Surgery for Chronic Pain: Trigeminal neuralgia


Trigeminal neuralgia (V cranial nerve) is a type of pathology characterised by episodes of intense pain in the eyes, ears, nose, forehead, cheeks, mouth, jaw and side of the face. The pain is so intense that in the past when there was no treatment it was even called suicide disease.

Signs and symptoms

The main symptom is episodes of intense, sudden onset shooting pain. Sometimes the pain crisis is triggered by an outside factor: chewing, eating something cold, touching the face, etc.

It is a very intense unilateral shooting pain, without any forewarning and mainly affects the second and third branches of the trigeminal nerve. Outbreaks lasting 1 or 2 minutes, often variable.


The main diagnosis is clinical but it is essential to perform imaging tests (magnetic resonance imaging) to reject any cause that is irritating the nerve.

(Saved entries)
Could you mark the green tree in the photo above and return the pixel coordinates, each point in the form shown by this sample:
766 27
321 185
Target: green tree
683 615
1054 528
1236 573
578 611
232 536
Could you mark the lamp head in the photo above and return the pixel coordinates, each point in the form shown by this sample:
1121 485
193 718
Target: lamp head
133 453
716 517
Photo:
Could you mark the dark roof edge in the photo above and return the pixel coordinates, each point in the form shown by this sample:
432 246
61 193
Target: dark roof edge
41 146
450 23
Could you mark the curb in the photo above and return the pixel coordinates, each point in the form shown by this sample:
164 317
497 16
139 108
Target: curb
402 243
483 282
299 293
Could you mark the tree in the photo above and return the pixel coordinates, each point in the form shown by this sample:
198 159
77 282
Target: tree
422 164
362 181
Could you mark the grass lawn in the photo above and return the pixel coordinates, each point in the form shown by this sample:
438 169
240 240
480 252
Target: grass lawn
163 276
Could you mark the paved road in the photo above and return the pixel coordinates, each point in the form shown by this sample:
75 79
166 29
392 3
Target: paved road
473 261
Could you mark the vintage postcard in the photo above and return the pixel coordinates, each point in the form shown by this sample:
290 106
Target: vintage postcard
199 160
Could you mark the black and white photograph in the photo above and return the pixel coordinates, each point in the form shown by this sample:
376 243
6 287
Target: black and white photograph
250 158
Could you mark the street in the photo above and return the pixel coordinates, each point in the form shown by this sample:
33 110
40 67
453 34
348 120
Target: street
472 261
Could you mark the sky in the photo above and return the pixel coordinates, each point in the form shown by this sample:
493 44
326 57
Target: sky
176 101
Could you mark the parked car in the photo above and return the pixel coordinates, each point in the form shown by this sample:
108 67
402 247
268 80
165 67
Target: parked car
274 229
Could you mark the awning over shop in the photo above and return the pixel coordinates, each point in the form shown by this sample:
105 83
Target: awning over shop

• _About this exercise_
Set down word for word the part of the trigeminal neuralgia text between "Surgery for Chronic" and "irritating the nerve.", inclusive.

• _Result of this task_
Surgery for Chronic Pain: Trigeminal neuralgia


Trigeminal neuralgia (V cranial nerve) is a type of pathology characterised by episodes of intense pain in the eyes, ears, nose, forehead, cheeks, mouth, jaw and side of the face. The pain is so intense that in the past when there was no treatment it was even called suicide disease.

Signs and symptoms

The main symptom is episodes of intense, sudden onset shooting pain. Sometimes the pain crisis is triggered by an outside factor: chewing, eating something cold, touching the face, etc.

It is a very intense unilateral shooting pain, without any forewarning and mainly affects the second and third branches of the trigeminal nerve. Outbreaks lasting 1 or 2 minutes, often variable.


The main diagnosis is clinical but it is essential to perform imaging tests (magnetic resonance imaging) to reject any cause that is irritating the nerve.